* _Exercise brief_: Can you restate the records below word for word?

──────────

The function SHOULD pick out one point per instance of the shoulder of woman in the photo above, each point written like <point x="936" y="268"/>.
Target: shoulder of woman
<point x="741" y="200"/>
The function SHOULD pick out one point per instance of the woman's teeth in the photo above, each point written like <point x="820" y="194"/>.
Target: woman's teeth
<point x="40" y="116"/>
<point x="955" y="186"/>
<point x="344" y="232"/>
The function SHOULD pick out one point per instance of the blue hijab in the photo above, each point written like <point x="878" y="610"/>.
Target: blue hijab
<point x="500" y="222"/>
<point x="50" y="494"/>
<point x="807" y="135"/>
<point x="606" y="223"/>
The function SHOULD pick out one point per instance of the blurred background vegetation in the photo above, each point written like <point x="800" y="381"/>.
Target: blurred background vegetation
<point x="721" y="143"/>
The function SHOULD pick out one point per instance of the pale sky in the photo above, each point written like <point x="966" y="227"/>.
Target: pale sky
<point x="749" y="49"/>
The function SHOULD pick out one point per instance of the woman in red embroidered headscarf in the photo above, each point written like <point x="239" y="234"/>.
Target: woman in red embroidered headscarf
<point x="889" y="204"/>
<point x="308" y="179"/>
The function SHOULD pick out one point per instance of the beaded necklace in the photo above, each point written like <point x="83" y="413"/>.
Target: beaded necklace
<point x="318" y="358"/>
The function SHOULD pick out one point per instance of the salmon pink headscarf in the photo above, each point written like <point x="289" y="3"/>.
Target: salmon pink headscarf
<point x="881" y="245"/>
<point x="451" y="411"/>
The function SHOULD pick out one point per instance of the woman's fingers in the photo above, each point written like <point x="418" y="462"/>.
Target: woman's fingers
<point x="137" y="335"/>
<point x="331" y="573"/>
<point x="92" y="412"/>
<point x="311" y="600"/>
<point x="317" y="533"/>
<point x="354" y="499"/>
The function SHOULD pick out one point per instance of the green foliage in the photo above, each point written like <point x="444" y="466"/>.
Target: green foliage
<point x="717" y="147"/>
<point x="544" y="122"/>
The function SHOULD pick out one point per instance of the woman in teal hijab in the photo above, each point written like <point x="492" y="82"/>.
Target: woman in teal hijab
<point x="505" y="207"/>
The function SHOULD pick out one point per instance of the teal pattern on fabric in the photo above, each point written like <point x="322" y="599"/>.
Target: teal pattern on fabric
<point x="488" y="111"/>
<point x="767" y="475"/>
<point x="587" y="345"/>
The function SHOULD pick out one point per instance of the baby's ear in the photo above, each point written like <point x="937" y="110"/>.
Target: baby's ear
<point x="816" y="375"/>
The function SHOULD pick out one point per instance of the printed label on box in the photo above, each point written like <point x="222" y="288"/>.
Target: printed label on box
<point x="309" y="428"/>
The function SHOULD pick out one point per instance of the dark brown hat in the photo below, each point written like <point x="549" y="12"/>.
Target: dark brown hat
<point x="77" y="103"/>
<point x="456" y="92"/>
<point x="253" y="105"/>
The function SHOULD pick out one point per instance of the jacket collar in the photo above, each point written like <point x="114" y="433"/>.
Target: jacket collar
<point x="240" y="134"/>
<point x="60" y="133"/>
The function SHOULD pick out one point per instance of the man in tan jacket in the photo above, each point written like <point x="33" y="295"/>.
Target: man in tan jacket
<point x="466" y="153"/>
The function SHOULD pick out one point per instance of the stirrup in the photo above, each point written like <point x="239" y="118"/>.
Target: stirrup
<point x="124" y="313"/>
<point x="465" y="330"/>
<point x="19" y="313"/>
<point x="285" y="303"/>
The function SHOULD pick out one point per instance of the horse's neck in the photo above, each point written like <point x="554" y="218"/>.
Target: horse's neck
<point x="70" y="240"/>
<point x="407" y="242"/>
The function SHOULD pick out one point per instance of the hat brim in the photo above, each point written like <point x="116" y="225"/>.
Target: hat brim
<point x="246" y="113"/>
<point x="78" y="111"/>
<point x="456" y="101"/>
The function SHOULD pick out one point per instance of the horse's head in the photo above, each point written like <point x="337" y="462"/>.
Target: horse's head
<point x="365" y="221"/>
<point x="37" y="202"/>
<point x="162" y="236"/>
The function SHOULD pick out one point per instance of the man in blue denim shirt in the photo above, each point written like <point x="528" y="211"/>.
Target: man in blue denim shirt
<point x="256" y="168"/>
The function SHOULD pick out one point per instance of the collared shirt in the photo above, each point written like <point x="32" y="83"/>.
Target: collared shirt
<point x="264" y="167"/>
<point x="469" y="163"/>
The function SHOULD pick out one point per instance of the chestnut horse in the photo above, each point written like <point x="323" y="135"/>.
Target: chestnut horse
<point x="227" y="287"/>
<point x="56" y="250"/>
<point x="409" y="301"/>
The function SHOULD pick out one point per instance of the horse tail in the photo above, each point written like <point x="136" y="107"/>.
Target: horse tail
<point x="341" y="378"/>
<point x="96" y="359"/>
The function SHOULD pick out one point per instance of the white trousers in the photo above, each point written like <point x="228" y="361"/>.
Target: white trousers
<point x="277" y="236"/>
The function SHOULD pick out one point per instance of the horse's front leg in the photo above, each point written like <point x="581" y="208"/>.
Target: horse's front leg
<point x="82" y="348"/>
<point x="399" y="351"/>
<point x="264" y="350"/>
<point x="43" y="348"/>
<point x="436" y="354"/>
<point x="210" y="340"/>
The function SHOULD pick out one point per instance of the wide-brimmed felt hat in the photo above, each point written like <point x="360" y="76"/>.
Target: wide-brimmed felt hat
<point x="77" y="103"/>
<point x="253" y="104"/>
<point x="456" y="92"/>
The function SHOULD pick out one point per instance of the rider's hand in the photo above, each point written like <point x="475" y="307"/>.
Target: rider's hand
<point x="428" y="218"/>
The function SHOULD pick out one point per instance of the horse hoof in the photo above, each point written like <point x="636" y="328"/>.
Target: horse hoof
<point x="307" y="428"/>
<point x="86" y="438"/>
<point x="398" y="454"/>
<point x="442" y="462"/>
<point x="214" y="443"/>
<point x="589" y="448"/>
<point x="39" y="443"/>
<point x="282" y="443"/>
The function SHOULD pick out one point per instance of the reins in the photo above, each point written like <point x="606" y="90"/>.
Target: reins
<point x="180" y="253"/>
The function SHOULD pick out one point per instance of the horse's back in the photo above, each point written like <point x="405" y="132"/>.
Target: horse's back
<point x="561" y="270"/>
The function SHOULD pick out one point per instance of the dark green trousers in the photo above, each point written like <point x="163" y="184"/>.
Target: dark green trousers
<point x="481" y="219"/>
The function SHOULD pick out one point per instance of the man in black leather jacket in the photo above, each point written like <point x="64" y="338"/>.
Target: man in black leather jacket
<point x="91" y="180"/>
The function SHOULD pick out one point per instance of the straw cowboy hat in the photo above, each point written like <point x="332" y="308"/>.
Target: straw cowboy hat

──────────

* _The response_:
The function SHOULD pick out one point per instance of the shoulder of woman in the photo above, each point written like <point x="936" y="268"/>.
Target: shoulder of woman
<point x="741" y="200"/>
The function SHOULD pick out one point per instance of the woman's teeth in the photo above, each point written like <point x="820" y="194"/>.
Target: woman's teeth
<point x="40" y="116"/>
<point x="955" y="186"/>
<point x="344" y="232"/>
The function SHOULD pick out one point per instance of the blue hijab in the photo above, each point written like <point x="878" y="610"/>.
Target: blue hijab
<point x="500" y="222"/>
<point x="50" y="494"/>
<point x="807" y="135"/>
<point x="606" y="223"/>
The function SHOULD pick out one point per instance of the blurred background vegetation in the photo above, each point written like <point x="800" y="381"/>.
Target: blurred background vegetation
<point x="721" y="143"/>
The function SHOULD pick out one point per instance of the pale sky in the photo above, each point written like <point x="966" y="227"/>.
Target: pale sky
<point x="749" y="49"/>
The function SHOULD pick out one point per instance of the woman in red embroidered headscarf in the photo above, each point written like <point x="239" y="234"/>.
Target: woman in red embroidered headscarf
<point x="889" y="204"/>
<point x="308" y="179"/>
The function SHOULD pick out one point per instance of the beaded necklace in the photo above, each point written like <point x="83" y="413"/>.
Target: beaded necklace
<point x="318" y="358"/>
The function SHOULD pick out one point per instance of the salmon pink headscarf in the photo above, each point written like <point x="289" y="3"/>.
Target: salmon pink headscarf
<point x="881" y="245"/>
<point x="451" y="411"/>
The function SHOULD pick out one point per instance of the woman's fingers in the photo above, each point written like <point x="418" y="462"/>.
Target: woman's fingers
<point x="137" y="335"/>
<point x="331" y="573"/>
<point x="92" y="412"/>
<point x="311" y="600"/>
<point x="317" y="533"/>
<point x="354" y="499"/>
The function SHOULD pick out one point per instance of the green foliage in the photo above, each point written like <point x="444" y="466"/>.
Target: green foliage
<point x="717" y="147"/>
<point x="544" y="122"/>
The function SHOULD pick out one point per instance of the woman in teal hijab in the photo above, each point written like <point x="492" y="82"/>.
Target: woman in teal hijab
<point x="505" y="207"/>
The function SHOULD pick out one point per instance of the teal pattern on fabric in the photo above, each point written like <point x="322" y="599"/>.
Target: teal pattern on fabric
<point x="488" y="111"/>
<point x="767" y="475"/>
<point x="587" y="345"/>
The function SHOULD pick out one point per instance of the baby's ear in the photo above, each point written like <point x="937" y="110"/>.
Target: baby's ear
<point x="816" y="375"/>
The function SHOULD pick out one point per instance of the printed label on box in the photo above, each point written like <point x="222" y="288"/>.
Target: printed label on box
<point x="309" y="428"/>
The function SHOULD pick out one point per instance of the dark brown hat in the photo below, each point written like <point x="549" y="12"/>.
Target: dark brown hat
<point x="77" y="103"/>
<point x="456" y="92"/>
<point x="253" y="105"/>
The function SHOULD pick out one point per instance of the jacket collar in the photo above, each point written like <point x="114" y="433"/>.
Target: jacket collar
<point x="240" y="134"/>
<point x="60" y="133"/>
The function SHOULD pick out one point per instance of the man in tan jacket in the photo above, each point written like <point x="33" y="295"/>.
Target: man in tan jacket
<point x="466" y="153"/>
The function SHOULD pick out one point per instance of the stirrup in the photo above, each point written like <point x="239" y="118"/>.
Target: stirrup
<point x="124" y="313"/>
<point x="465" y="330"/>
<point x="19" y="313"/>
<point x="285" y="303"/>
The function SHOULD pick out one point per instance of the horse's neck in the photo above, each point written like <point x="554" y="218"/>.
Target: horse's neck
<point x="70" y="240"/>
<point x="407" y="242"/>
The function SHOULD pick out one point per instance of the hat brim in the photo above, each point written like <point x="116" y="225"/>.
Target: hat brim
<point x="246" y="113"/>
<point x="78" y="111"/>
<point x="456" y="101"/>
The function SHOULD pick out one point per instance of the horse's head in the photo above, each point written like <point x="337" y="462"/>.
Target: horse's head
<point x="365" y="221"/>
<point x="37" y="202"/>
<point x="162" y="236"/>
The function SHOULD pick out one point per instance of the man in blue denim shirt in the photo above, each point written like <point x="528" y="211"/>.
Target: man in blue denim shirt
<point x="256" y="168"/>
The function SHOULD pick out one point per instance of the collared shirt in the photo above, each point written like <point x="32" y="83"/>.
Target: collared shirt
<point x="264" y="167"/>
<point x="469" y="163"/>
The function SHOULD pick out one point per instance of the chestnut horse in the photo above, each point written like <point x="323" y="135"/>.
Target: chestnut horse
<point x="227" y="287"/>
<point x="56" y="250"/>
<point x="409" y="301"/>
The function SHOULD pick out one point per instance of the horse tail in the photo above, each point written like <point x="136" y="107"/>.
Target: horse tail
<point x="341" y="378"/>
<point x="96" y="359"/>
The function SHOULD pick out one point per instance of the white trousers in the photo above, each point written like <point x="228" y="361"/>.
Target: white trousers
<point x="277" y="236"/>
The function SHOULD pick out one point per instance of the horse's front leg in the photo above, each point written like <point x="581" y="208"/>.
Target: horse's front leg
<point x="82" y="348"/>
<point x="399" y="351"/>
<point x="264" y="350"/>
<point x="43" y="348"/>
<point x="436" y="354"/>
<point x="210" y="340"/>
The function SHOULD pick out one point per instance of the wide-brimmed felt hat in the photo above, each point written like <point x="360" y="76"/>.
Target: wide-brimmed felt hat
<point x="77" y="103"/>
<point x="253" y="104"/>
<point x="456" y="92"/>
The function SHOULD pick out one point per instance of the rider's hand in the photo above, each point written like <point x="475" y="307"/>.
Target: rider's hand
<point x="428" y="218"/>
The function SHOULD pick out one point per instance of the horse hoof in the photo above, each point written like <point x="636" y="328"/>.
Target: horse hoof
<point x="307" y="428"/>
<point x="86" y="438"/>
<point x="398" y="454"/>
<point x="442" y="462"/>
<point x="214" y="443"/>
<point x="589" y="448"/>
<point x="39" y="443"/>
<point x="282" y="443"/>
The function SHOULD pick out one point per instance of the reins in the photo above, each point written like <point x="606" y="90"/>.
Target: reins
<point x="180" y="253"/>
The function SHOULD pick out one point per instance of the horse's back in the photo above, each point written like <point x="405" y="132"/>.
Target: horse's back
<point x="561" y="270"/>
The function SHOULD pick out one point per instance of the dark green trousers in the photo above, each point written like <point x="163" y="184"/>.
Target: dark green trousers
<point x="481" y="219"/>
The function SHOULD pick out one point per instance of the man in black leather jacket in the photo above, each point written like <point x="64" y="338"/>.
Target: man in black leather jacket
<point x="91" y="180"/>
The function SHOULD pick out one point per instance of the straw cowboy hat in the photo above, each point written like <point x="332" y="308"/>.
Target: straw cowboy hat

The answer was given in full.